• _Work to complete_: Can you copy out, word for word, the passage of the Star Trek anniversary post that begins with "In keeping with" and ends with "wasn’t always easy!)"?

• _Document section_:
^^^^^^^^^^^^^^^^

Top 25 Trek Moments (Times Two): 15-11

September 6, 2016


Star Trek turns 50 this week! And The Sci-Fi Christian’s resident unrepentant Trekkie, Mike, has teamed with up J.W. Wartick, author of the Always Have a Reason apologetics blog and fellow Trek fan, to celebrate.

Through September 8, J.W. and Mike will be cross-posting their 25 personal favorite moments from the length and breadth of the Star Trek franchise. From the original series to the Kelvin timeline, these 50 moments in total are among the highest highlights Trek has to offer. Some are iconic scenes that show Trek’s true heart. Others have special resonance for Christian Trek fans. Still others are just a whole lot of fun.

In keeping with the 50th birthday theme, Mike and J.W. have limited their comments about why they chose these moments to 50 words or less. (It wasn’t always easy!)

^^^^^^^^^^^^^^^^

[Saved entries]
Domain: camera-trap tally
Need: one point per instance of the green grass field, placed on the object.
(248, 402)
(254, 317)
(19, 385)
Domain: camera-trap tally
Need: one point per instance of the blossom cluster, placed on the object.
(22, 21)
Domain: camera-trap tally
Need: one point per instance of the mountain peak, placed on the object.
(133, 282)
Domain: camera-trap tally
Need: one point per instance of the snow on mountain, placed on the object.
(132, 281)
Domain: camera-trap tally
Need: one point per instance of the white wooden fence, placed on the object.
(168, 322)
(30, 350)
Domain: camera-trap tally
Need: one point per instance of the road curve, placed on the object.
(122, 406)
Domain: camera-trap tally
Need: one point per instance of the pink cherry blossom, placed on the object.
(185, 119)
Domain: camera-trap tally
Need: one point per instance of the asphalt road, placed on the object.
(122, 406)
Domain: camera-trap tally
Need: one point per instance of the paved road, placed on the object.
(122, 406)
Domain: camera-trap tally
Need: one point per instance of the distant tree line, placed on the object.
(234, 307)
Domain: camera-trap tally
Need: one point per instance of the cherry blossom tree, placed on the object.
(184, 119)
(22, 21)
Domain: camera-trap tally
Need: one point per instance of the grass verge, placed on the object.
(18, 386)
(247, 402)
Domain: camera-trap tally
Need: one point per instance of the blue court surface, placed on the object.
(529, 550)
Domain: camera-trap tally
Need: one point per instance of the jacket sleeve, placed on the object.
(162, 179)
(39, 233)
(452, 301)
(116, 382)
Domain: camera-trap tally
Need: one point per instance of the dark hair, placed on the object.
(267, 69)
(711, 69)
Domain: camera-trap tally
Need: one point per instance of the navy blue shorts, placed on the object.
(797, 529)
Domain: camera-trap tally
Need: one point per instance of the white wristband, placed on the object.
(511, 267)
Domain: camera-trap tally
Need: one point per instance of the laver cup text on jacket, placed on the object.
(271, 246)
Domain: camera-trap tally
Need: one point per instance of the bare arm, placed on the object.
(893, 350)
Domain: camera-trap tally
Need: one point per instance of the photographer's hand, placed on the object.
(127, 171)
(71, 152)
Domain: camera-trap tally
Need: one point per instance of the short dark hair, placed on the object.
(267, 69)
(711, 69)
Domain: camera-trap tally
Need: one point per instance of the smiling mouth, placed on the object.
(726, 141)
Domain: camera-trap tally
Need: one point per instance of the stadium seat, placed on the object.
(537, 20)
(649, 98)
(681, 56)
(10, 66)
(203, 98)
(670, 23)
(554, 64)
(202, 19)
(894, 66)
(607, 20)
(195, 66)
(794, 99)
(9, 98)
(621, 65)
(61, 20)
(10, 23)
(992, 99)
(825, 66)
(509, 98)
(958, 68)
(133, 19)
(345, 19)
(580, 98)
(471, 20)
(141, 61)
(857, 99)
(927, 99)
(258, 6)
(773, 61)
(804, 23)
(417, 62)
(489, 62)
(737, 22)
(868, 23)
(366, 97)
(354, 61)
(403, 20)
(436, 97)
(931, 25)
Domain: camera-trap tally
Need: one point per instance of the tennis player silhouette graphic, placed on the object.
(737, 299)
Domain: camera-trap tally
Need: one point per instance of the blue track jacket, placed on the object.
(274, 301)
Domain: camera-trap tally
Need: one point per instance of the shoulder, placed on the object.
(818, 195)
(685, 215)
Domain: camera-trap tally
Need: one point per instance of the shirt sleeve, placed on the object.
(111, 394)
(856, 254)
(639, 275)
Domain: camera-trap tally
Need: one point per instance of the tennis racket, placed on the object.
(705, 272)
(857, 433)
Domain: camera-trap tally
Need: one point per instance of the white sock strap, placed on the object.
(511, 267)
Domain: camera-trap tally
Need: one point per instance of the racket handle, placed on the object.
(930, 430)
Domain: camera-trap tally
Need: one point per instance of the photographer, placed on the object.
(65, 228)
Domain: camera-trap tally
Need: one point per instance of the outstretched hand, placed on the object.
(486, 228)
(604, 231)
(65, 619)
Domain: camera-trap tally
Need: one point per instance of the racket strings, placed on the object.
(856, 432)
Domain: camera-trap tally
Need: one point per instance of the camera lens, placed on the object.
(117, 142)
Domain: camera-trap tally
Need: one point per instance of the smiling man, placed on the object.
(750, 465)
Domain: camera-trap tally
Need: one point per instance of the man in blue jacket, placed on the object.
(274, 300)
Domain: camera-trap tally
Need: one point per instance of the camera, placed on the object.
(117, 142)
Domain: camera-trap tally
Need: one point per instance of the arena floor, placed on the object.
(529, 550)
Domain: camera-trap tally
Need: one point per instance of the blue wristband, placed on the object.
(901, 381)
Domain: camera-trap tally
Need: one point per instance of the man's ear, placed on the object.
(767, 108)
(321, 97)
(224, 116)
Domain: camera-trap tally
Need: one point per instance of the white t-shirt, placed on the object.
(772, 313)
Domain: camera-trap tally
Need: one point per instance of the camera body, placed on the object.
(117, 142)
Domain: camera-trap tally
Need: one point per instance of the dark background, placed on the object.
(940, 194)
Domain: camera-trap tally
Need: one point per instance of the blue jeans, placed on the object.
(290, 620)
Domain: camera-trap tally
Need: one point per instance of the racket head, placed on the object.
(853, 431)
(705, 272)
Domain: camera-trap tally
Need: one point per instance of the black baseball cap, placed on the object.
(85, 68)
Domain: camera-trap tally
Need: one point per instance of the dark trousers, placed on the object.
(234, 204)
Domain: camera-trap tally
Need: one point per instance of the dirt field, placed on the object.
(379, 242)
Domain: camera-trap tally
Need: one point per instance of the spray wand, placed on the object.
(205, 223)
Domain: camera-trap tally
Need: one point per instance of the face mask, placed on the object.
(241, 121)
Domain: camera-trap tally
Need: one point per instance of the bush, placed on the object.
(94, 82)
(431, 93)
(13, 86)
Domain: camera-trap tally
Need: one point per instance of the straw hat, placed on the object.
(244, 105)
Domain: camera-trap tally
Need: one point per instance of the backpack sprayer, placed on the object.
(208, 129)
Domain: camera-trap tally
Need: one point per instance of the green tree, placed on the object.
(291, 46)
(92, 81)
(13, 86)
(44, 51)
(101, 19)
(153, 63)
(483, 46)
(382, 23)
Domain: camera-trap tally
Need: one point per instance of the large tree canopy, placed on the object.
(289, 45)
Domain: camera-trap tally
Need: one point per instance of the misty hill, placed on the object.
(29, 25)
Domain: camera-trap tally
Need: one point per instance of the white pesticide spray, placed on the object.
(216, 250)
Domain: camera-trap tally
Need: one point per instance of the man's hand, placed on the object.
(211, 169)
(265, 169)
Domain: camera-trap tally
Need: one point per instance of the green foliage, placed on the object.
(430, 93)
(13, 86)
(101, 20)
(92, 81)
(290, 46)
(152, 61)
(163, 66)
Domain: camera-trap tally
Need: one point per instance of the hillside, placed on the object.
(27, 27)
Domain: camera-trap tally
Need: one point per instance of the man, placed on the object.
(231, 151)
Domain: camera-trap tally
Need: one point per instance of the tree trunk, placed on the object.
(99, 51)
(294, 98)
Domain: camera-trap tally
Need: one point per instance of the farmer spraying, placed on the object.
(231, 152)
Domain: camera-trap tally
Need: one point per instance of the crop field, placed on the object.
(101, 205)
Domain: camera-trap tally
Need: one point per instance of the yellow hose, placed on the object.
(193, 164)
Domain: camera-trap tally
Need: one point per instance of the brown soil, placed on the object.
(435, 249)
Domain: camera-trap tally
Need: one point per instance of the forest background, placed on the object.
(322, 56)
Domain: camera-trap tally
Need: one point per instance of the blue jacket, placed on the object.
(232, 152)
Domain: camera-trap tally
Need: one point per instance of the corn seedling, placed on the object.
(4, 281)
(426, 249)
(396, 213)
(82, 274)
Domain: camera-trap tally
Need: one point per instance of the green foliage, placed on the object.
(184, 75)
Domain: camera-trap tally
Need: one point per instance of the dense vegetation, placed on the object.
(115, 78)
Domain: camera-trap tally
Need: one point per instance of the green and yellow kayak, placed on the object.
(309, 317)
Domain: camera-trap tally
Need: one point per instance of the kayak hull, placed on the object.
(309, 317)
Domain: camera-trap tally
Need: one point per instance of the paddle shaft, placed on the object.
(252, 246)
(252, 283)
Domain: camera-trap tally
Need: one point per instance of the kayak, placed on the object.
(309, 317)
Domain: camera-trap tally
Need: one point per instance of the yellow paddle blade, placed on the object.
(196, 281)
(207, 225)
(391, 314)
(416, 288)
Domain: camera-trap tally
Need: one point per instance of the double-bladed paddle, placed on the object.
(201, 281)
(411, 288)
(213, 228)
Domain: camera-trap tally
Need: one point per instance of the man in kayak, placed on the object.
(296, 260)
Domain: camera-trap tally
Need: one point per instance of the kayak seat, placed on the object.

^^^^^^^^^^^^^^^^

• _Solution for this problem_:
In keeping with the 50th birthday theme, Mike and J.W. have limited their comments about why they chose these moments to 50 words or less. (It wasn’t always easy!)